**STATED EXERCISE:** Can you return every line of the material word for word, from the line containing "Where can you spot the curved" through the end of the material? Leave the pictures out of your answer.

**DATA ROWS:**
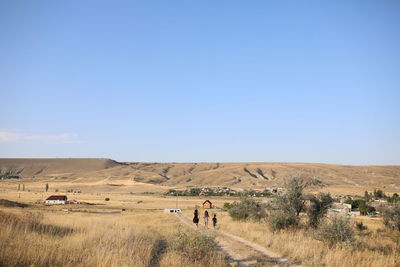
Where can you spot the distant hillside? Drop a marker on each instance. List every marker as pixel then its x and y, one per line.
pixel 20 168
pixel 239 175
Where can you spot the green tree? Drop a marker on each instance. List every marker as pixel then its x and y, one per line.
pixel 391 217
pixel 288 206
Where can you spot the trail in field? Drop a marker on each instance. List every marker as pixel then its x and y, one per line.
pixel 223 241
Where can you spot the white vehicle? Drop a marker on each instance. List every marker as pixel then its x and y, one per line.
pixel 172 210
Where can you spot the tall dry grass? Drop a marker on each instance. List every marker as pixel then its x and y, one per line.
pixel 144 239
pixel 376 247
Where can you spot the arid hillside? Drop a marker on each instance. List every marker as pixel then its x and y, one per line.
pixel 236 175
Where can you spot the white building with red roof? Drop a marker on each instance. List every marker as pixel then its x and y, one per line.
pixel 56 200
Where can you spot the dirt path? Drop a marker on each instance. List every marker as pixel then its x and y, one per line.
pixel 274 258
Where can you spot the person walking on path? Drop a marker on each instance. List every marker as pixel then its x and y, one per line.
pixel 206 217
pixel 215 220
pixel 196 218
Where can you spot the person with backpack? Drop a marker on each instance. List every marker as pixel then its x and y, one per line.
pixel 196 218
pixel 206 217
pixel 215 220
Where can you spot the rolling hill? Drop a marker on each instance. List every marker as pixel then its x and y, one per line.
pixel 236 175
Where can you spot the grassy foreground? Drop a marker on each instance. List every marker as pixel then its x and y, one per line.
pixel 139 239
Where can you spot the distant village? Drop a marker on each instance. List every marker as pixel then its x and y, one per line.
pixel 223 191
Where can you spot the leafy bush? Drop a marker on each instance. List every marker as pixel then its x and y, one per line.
pixel 194 246
pixel 227 206
pixel 248 209
pixel 279 220
pixel 391 217
pixel 360 226
pixel 318 208
pixel 336 229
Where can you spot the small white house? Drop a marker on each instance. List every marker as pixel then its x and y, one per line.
pixel 56 200
pixel 172 210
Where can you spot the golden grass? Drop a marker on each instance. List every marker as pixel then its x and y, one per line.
pixel 372 248
pixel 140 239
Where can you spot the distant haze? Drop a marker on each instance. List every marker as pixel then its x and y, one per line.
pixel 207 81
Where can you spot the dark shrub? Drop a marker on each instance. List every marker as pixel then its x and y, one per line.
pixel 279 220
pixel 336 229
pixel 360 226
pixel 391 217
pixel 194 246
pixel 318 208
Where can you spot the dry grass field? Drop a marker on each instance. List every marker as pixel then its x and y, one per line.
pixel 341 179
pixel 131 229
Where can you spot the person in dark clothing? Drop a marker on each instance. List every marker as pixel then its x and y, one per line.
pixel 206 217
pixel 215 220
pixel 196 218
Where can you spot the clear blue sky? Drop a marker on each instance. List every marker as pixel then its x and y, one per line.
pixel 304 81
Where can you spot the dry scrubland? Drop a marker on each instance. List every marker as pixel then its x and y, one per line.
pixel 142 235
pixel 343 179
pixel 134 239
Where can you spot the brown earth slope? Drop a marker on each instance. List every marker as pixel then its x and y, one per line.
pixel 236 175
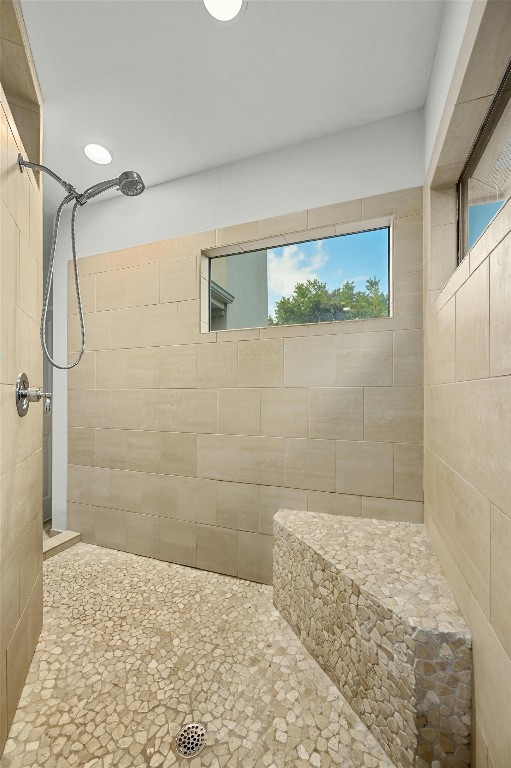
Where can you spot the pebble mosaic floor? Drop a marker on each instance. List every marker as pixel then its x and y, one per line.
pixel 132 649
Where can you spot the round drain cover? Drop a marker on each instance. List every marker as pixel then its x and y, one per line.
pixel 191 739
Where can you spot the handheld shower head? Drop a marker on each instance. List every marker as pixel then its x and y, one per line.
pixel 131 184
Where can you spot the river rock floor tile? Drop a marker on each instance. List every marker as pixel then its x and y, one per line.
pixel 133 648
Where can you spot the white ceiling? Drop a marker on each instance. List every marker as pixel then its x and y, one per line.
pixel 172 92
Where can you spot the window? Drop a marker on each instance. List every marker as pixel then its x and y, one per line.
pixel 485 183
pixel 342 277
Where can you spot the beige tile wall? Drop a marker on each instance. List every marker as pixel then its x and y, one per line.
pixel 183 445
pixel 467 481
pixel 467 452
pixel 20 438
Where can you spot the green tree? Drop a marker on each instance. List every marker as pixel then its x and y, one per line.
pixel 312 302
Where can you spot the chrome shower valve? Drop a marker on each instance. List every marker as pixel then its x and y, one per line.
pixel 26 395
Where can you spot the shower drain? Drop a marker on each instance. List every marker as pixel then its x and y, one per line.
pixel 191 740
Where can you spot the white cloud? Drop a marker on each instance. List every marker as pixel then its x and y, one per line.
pixel 291 265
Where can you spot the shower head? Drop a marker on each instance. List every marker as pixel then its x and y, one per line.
pixel 131 184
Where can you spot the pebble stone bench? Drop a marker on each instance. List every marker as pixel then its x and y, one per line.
pixel 368 600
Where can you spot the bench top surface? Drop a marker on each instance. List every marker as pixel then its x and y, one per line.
pixel 393 562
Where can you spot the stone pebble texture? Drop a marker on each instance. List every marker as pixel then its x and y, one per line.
pixel 370 603
pixel 133 648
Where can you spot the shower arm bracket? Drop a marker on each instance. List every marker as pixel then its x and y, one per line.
pixel 37 167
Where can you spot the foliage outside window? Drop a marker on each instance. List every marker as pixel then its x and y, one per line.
pixel 485 183
pixel 345 277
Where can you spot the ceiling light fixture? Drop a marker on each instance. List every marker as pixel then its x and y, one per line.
pixel 223 10
pixel 98 154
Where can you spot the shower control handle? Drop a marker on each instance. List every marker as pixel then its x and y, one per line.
pixel 26 395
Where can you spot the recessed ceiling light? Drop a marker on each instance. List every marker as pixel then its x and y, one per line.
pixel 223 10
pixel 98 154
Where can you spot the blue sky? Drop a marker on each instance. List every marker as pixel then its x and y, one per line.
pixel 334 260
pixel 479 216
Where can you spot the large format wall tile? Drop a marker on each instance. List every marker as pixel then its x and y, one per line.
pixel 21 490
pixel 204 436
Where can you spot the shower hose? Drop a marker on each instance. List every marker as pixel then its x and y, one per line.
pixel 49 281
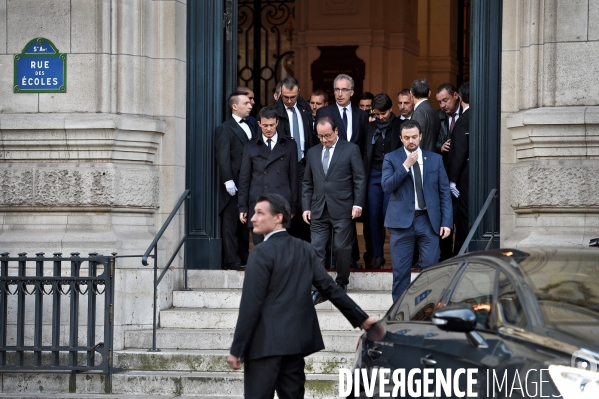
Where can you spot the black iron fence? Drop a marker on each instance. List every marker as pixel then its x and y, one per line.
pixel 24 284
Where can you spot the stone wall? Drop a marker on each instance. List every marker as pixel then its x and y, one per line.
pixel 550 123
pixel 97 169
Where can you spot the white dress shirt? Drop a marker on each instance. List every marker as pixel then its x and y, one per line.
pixel 349 119
pixel 331 150
pixel 266 237
pixel 273 140
pixel 244 126
pixel 411 169
pixel 300 125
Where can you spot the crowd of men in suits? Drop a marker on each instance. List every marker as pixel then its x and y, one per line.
pixel 336 163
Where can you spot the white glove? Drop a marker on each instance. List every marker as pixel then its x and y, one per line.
pixel 454 191
pixel 231 188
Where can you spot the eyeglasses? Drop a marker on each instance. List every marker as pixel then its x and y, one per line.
pixel 325 136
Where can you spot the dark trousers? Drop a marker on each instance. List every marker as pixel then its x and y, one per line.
pixel 235 235
pixel 446 244
pixel 377 208
pixel 342 242
pixel 284 374
pixel 402 251
pixel 460 217
pixel 299 228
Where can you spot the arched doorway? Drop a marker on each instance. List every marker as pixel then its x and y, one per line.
pixel 213 72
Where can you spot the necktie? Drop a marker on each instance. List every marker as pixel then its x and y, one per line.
pixel 419 190
pixel 295 133
pixel 345 120
pixel 452 123
pixel 325 160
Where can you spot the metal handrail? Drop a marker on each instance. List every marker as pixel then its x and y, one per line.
pixel 479 218
pixel 144 259
pixel 154 247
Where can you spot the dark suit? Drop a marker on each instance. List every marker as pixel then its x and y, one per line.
pixel 446 244
pixel 444 134
pixel 404 227
pixel 359 122
pixel 229 142
pixel 430 125
pixel 298 228
pixel 330 198
pixel 266 171
pixel 277 324
pixel 377 200
pixel 457 172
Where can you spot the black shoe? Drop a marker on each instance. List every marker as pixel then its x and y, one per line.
pixel 342 286
pixel 379 261
pixel 416 268
pixel 317 298
pixel 234 266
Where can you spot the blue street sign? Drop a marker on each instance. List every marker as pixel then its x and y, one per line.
pixel 40 68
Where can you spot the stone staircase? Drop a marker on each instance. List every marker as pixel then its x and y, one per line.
pixel 194 338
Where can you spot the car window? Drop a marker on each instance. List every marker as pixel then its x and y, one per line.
pixel 422 297
pixel 475 288
pixel 511 307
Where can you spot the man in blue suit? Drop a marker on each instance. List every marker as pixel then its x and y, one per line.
pixel 420 207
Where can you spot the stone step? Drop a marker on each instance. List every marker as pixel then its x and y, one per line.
pixel 204 339
pixel 27 395
pixel 222 298
pixel 211 385
pixel 112 396
pixel 358 281
pixel 148 384
pixel 216 361
pixel 192 318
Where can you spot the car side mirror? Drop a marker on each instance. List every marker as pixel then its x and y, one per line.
pixel 457 318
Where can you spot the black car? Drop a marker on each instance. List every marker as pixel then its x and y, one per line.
pixel 508 323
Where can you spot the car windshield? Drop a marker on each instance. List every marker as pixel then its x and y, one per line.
pixel 566 284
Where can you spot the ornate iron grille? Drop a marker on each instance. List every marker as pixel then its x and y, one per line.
pixel 20 290
pixel 265 28
pixel 464 41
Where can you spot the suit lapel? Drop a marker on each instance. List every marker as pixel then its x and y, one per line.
pixel 277 151
pixel 339 120
pixel 355 124
pixel 263 149
pixel 424 165
pixel 239 131
pixel 402 158
pixel 317 162
pixel 336 154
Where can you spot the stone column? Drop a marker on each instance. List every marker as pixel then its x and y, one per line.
pixel 550 129
pixel 98 168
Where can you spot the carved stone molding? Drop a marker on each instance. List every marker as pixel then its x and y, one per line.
pixel 556 132
pixel 78 187
pixel 79 138
pixel 555 186
pixel 339 7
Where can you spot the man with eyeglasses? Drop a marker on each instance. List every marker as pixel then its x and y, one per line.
pixel 294 123
pixel 351 121
pixel 333 195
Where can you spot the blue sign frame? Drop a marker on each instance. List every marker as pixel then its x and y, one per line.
pixel 40 68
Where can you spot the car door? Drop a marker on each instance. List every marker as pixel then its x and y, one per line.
pixel 454 351
pixel 408 321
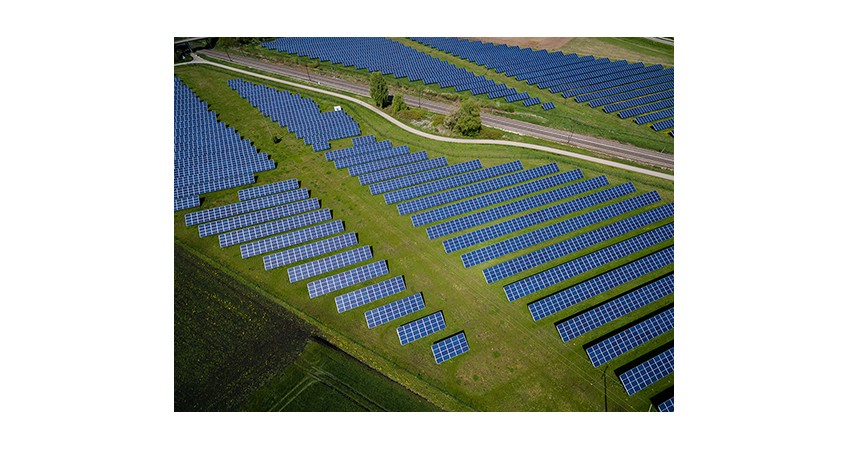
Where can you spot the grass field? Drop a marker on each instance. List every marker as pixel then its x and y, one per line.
pixel 514 364
pixel 568 114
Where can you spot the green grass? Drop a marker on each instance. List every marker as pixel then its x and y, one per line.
pixel 514 364
pixel 568 114
pixel 326 379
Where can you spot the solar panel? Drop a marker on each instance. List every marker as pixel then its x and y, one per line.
pixel 308 251
pixel 268 189
pixel 265 215
pixel 276 227
pixel 600 284
pixel 451 182
pixel 630 338
pixel 407 169
pixel 233 209
pixel 368 294
pixel 420 328
pixel 511 193
pixel 329 264
pixel 583 264
pixel 666 406
pixel 290 239
pixel 394 310
pixel 527 220
pixel 540 235
pixel 423 177
pixel 649 372
pixel 349 278
pixel 451 347
pixel 613 309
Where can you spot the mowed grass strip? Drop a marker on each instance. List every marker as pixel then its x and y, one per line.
pixel 514 364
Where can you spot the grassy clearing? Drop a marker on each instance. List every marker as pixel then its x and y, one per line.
pixel 514 364
pixel 630 49
pixel 568 114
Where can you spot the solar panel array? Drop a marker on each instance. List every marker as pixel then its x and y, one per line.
pixel 549 232
pixel 307 251
pixel 368 294
pixel 298 114
pixel 264 215
pixel 391 58
pixel 613 309
pixel 518 223
pixel 585 78
pixel 600 284
pixel 567 270
pixel 233 209
pixel 420 328
pixel 208 155
pixel 396 172
pixel 666 406
pixel 275 227
pixel 394 310
pixel 449 348
pixel 268 189
pixel 649 372
pixel 634 336
pixel 329 264
pixel 289 239
pixel 450 182
pixel 345 279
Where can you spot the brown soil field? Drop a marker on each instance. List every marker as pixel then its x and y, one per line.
pixel 546 43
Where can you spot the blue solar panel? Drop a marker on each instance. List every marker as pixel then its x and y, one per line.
pixel 233 209
pixel 368 294
pixel 600 284
pixel 649 372
pixel 451 182
pixel 527 220
pixel 271 228
pixel 630 338
pixel 570 269
pixel 424 177
pixel 290 239
pixel 407 169
pixel 585 240
pixel 422 327
pixel 308 251
pixel 666 406
pixel 455 209
pixel 268 189
pixel 345 279
pixel 609 311
pixel 387 163
pixel 265 215
pixel 448 348
pixel 329 264
pixel 540 235
pixel 394 310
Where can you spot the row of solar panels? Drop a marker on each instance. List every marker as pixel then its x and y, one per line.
pixel 208 155
pixel 393 58
pixel 597 81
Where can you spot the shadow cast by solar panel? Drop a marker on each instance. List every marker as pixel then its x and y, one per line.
pixel 643 316
pixel 621 369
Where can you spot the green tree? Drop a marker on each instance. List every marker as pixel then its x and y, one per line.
pixel 398 104
pixel 379 89
pixel 466 119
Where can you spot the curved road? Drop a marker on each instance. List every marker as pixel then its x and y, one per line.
pixel 604 146
pixel 198 60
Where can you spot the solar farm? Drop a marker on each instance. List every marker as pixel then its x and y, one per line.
pixel 480 277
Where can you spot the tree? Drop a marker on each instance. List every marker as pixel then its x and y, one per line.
pixel 398 104
pixel 379 90
pixel 466 119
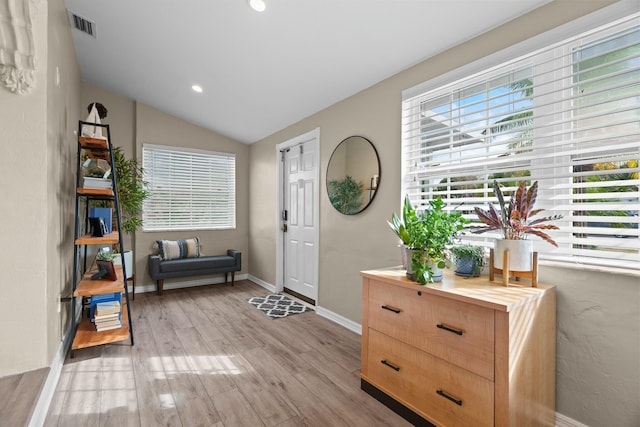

**ANSWER TO THE TASK:**
Where can you spot the curved road? Drop a marker on each instance. List every marker as pixel then its x and y, one per line.
pixel 604 146
pixel 198 60
Where can you spot the solar farm? Drop a marker on each instance. List every marker as pixel then its x and y, one per line.
pixel 480 277
Where can you spot the tree? Drop a marker on each instance. List every marker as pixel then its x and y, one per line.
pixel 398 104
pixel 379 90
pixel 466 119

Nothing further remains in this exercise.